**Exercise objective:** Look below. Copy each line that has "bowl" in it.

**Information given:**
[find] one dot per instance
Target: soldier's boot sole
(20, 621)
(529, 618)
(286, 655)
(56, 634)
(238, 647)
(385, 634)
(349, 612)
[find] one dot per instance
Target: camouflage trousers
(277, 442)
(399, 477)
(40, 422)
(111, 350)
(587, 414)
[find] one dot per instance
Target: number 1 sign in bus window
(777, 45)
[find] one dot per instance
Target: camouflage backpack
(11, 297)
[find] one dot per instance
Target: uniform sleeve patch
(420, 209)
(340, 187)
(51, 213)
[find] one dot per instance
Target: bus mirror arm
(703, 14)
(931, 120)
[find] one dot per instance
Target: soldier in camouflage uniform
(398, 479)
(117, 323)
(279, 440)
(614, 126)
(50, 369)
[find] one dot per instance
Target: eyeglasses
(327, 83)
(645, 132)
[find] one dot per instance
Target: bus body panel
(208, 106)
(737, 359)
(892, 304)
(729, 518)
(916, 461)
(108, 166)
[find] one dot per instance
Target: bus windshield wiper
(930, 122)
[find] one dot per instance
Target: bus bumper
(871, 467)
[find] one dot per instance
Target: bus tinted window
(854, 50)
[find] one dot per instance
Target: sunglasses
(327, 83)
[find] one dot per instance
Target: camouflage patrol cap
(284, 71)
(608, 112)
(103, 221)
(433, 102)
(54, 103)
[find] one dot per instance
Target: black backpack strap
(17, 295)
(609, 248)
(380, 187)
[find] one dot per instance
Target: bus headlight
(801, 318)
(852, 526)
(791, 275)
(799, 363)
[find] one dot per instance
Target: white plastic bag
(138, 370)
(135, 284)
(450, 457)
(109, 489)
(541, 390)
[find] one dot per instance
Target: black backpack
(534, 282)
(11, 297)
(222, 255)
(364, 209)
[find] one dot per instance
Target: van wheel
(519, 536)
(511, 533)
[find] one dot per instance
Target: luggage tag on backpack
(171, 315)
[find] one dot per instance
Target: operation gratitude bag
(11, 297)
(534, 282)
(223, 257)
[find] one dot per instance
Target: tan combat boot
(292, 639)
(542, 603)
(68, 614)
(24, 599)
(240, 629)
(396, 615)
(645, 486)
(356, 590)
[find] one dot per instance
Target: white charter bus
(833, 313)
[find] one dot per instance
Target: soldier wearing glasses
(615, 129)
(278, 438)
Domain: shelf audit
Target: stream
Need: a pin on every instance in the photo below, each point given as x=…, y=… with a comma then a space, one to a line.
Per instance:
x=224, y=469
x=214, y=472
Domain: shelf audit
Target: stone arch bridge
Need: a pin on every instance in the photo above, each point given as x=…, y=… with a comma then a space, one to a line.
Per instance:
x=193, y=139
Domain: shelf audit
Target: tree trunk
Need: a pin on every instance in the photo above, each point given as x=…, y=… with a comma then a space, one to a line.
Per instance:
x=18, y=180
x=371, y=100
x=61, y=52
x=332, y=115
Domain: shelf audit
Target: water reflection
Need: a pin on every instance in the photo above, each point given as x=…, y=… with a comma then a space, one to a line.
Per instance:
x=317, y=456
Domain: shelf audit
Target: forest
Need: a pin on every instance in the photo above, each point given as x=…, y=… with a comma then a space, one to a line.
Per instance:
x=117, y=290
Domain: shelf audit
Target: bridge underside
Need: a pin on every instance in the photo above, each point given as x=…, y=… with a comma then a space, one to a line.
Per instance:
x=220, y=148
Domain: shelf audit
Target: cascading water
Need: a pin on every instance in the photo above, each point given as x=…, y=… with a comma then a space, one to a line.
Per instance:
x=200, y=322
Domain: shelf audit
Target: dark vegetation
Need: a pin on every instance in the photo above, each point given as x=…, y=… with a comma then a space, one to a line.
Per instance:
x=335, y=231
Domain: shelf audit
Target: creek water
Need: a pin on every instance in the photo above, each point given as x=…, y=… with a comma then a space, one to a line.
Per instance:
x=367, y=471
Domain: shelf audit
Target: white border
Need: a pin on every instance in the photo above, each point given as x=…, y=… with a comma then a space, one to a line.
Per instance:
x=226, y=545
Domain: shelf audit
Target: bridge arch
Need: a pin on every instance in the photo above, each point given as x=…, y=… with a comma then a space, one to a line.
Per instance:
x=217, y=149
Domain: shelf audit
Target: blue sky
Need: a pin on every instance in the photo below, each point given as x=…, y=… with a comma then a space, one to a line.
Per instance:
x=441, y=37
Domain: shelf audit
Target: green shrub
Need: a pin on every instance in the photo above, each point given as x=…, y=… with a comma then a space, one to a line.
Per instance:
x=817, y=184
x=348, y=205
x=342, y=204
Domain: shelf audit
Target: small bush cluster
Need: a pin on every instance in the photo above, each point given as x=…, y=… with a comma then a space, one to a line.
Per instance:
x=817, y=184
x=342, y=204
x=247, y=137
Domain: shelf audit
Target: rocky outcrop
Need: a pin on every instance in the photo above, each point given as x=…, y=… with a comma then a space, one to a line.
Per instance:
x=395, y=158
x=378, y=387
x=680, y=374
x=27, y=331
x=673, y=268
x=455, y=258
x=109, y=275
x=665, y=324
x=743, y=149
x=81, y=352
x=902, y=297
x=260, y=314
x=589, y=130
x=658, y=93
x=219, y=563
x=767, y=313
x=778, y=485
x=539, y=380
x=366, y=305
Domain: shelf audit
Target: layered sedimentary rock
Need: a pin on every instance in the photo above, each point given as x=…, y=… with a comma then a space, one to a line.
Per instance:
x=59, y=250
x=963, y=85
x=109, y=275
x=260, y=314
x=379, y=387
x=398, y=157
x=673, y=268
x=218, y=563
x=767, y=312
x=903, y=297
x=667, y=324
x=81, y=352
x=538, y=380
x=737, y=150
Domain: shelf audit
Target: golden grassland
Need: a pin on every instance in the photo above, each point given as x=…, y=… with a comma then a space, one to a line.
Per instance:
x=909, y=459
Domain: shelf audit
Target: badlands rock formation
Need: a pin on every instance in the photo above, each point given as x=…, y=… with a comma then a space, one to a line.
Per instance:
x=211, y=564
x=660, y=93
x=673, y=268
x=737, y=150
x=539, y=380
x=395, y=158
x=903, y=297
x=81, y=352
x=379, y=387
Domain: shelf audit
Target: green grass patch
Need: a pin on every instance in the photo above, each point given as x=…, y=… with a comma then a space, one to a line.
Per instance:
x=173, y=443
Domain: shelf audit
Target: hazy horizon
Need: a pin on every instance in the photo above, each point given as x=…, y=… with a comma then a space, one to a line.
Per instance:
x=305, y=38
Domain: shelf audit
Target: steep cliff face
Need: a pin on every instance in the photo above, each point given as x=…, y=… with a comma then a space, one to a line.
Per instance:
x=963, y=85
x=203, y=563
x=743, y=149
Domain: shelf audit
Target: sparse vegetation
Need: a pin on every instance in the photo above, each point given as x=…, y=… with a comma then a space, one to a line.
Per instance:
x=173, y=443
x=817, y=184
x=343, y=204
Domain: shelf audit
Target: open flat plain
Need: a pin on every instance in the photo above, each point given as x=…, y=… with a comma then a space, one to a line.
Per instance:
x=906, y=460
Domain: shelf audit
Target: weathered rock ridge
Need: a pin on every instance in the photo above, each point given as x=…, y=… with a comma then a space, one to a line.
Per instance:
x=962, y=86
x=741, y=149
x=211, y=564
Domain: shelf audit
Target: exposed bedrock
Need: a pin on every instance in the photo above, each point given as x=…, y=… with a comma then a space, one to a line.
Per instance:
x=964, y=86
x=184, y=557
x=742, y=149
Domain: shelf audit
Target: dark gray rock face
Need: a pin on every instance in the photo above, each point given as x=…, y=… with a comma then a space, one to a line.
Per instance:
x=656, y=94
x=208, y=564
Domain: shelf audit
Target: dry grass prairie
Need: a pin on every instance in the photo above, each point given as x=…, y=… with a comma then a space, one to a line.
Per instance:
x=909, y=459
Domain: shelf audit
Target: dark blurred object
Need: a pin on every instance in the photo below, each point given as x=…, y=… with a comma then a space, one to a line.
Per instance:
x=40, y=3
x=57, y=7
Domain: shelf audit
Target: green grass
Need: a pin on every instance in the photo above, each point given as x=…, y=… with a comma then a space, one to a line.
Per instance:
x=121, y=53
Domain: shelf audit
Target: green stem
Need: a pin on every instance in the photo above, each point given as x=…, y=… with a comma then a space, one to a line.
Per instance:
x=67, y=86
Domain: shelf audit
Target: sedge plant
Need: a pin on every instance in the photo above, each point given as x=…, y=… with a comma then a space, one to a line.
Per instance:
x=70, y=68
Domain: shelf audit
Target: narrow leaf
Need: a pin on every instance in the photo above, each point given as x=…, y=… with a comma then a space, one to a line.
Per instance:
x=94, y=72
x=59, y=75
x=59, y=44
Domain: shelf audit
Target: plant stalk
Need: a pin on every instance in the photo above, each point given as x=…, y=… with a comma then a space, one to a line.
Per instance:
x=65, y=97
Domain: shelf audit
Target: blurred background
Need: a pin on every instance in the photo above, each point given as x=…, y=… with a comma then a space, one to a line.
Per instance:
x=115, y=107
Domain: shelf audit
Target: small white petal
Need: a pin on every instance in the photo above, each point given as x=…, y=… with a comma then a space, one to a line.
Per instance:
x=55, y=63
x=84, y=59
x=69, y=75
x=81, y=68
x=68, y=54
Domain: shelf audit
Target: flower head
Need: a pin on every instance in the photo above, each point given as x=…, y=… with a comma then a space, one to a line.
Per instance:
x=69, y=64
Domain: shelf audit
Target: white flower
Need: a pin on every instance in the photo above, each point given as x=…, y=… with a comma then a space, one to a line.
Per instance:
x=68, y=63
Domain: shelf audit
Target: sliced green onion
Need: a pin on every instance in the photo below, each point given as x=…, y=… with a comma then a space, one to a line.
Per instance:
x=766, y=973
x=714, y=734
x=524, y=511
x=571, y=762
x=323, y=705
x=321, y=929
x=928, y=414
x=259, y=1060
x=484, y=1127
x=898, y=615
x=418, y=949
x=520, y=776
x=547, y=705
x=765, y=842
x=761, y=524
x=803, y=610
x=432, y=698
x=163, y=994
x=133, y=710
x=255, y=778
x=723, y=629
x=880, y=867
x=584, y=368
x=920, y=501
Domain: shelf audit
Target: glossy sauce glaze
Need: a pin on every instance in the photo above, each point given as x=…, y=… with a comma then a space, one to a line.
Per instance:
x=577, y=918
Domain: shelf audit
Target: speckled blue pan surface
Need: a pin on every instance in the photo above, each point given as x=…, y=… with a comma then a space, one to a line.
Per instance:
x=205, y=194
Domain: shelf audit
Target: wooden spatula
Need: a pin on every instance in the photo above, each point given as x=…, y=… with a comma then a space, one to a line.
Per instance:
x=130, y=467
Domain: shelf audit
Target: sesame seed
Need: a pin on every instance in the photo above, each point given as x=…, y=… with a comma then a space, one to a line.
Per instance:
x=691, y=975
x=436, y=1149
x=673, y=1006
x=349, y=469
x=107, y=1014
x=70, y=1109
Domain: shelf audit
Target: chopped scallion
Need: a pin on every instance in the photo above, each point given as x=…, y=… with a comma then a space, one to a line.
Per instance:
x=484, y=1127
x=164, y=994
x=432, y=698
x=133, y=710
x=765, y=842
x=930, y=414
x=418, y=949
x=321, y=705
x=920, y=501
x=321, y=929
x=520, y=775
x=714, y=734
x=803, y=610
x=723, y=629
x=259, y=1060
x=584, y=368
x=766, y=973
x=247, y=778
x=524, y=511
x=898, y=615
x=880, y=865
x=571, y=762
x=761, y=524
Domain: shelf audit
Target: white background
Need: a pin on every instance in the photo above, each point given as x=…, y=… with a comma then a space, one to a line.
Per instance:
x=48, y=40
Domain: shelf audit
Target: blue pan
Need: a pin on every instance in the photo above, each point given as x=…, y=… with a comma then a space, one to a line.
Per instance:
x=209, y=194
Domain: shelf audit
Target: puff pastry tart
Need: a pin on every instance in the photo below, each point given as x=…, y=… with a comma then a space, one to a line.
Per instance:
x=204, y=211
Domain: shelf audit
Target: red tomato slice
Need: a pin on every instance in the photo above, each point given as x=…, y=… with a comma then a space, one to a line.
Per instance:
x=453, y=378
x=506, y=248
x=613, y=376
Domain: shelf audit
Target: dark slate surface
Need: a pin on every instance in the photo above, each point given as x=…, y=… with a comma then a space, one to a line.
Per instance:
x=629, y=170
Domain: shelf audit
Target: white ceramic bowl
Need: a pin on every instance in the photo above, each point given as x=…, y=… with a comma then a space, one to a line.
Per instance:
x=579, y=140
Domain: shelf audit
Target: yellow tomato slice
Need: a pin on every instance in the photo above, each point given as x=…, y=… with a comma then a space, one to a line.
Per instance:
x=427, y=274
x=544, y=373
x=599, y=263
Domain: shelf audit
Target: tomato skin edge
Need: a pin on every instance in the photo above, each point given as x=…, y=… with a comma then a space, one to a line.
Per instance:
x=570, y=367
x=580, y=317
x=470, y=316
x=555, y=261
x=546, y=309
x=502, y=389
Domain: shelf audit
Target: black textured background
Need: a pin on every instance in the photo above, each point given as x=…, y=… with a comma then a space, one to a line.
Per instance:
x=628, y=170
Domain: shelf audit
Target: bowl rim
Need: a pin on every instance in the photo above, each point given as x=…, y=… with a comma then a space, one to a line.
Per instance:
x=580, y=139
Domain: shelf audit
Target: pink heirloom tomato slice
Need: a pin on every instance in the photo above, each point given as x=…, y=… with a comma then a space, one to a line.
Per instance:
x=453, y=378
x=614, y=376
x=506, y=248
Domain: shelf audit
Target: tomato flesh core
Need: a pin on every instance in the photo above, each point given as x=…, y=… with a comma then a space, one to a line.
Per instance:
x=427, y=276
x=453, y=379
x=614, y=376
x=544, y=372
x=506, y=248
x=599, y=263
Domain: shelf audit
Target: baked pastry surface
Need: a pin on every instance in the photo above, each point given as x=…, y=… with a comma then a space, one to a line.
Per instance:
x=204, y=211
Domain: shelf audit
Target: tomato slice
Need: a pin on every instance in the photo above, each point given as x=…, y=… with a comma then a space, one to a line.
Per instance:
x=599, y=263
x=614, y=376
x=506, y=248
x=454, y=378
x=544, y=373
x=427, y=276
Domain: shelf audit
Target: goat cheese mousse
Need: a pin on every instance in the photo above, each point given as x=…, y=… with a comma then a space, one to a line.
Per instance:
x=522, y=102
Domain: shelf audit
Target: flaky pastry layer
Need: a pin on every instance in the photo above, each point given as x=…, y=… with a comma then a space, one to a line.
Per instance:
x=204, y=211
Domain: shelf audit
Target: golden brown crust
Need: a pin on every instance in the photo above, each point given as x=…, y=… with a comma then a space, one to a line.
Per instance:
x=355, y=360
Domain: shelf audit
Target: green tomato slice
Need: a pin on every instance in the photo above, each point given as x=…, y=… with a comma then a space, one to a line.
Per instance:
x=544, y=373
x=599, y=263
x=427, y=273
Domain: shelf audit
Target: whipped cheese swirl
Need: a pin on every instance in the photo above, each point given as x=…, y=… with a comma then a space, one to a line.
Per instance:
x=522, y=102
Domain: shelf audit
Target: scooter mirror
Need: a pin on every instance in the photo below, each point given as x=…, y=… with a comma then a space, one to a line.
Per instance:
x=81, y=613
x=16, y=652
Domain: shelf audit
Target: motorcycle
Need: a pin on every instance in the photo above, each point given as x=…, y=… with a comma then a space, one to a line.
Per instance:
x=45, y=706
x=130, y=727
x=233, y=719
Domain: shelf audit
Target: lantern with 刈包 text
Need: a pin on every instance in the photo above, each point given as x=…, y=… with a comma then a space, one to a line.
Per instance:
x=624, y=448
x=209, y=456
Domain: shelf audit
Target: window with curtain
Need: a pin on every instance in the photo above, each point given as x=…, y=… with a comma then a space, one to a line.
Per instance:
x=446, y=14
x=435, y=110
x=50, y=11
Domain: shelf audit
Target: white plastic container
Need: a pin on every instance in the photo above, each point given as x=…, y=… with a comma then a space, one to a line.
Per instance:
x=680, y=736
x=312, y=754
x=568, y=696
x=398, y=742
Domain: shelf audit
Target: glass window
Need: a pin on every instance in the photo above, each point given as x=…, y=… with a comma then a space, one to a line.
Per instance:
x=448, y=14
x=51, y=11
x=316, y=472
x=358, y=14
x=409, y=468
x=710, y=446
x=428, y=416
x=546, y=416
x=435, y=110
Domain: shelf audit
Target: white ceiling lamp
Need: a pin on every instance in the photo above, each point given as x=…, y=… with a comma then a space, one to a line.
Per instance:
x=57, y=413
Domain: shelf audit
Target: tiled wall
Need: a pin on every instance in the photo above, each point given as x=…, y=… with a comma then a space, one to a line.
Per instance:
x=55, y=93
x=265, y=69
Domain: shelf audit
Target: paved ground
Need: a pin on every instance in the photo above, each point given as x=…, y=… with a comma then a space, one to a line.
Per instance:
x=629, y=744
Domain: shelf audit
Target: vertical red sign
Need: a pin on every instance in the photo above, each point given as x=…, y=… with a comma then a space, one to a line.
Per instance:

**Completed exercise:**
Target: white ceramic bowl
Target: bowl rim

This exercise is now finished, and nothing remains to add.